▶ Job 1:
List every item that the excerpt on Bakshi's film says had to be filmed for real before the movie could be animated.

──────── Extract

Bakshi's version represents 'Fellowship of the Ring' and 'The Two Towers' books, with the misfortune of having an unsolved cliff-hanger ending. The film was not a success and thus, the sequel and final chapter of the story was never completed.
Ralph Bakshi's unmistakable animation style, for the most part, creates a unique mood and tone for the story. And looking back at the time period when serious sci-fi and fantasy were non-existent, Bakshi’s (time-constrained) reverence to the material and his commitment to telling an adult fantasy picture is a remarkable achievement and decades ahead of his time.
To create a sense of serious realism Bakshi used rotoscoping techniques to animate his characters. Rotoscoping is a rarely used cinematic art form which involves hand drawing over top of live action footage, frame by frame. The result is a fluidity in motion difficult to achieve through traditional handdrawn cell animation. Of course, this meant that Bakshi had to film the entire movie with real actors, sets, locations, props, horses etc before animating the film. Again, a remarkable achievement.

────────────────
──────── The data

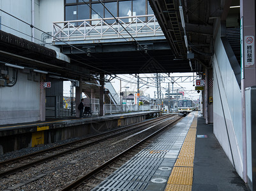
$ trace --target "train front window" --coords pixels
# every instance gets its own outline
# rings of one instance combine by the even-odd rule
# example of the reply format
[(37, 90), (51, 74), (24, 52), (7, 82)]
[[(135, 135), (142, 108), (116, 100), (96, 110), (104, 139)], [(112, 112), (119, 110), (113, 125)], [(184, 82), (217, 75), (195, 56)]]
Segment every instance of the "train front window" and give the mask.
[(183, 100), (179, 101), (179, 108), (183, 107)]
[(192, 108), (192, 101), (191, 100), (188, 100), (188, 108)]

────────────────

▶ Job 2:
Present every line of the rows above as a Markdown table with the columns No. and Content, omitting blank lines and the picture.

▶ Correct answer 1:
- real actors
- sets
- locations
- props
- horses

▶ Correct answer 2:
| No. | Content |
|---|---|
| 1 | $ trace --target "train front window" --coords pixels |
| 2 | # every instance gets its own outline |
| 3 | # rings of one instance combine by the even-odd rule |
| 4 | # example of the reply format |
| 5 | [(37, 90), (51, 74), (24, 52), (7, 82)] |
| 6 | [[(135, 135), (142, 108), (116, 100), (96, 110), (104, 139)], [(112, 112), (119, 110), (113, 125)], [(184, 82), (217, 75), (195, 56)]] |
| 7 | Segment every instance of the "train front window" and give the mask. |
| 8 | [(183, 100), (179, 101), (179, 108), (183, 107)] |
| 9 | [(192, 108), (192, 101), (191, 100), (188, 100), (188, 108)] |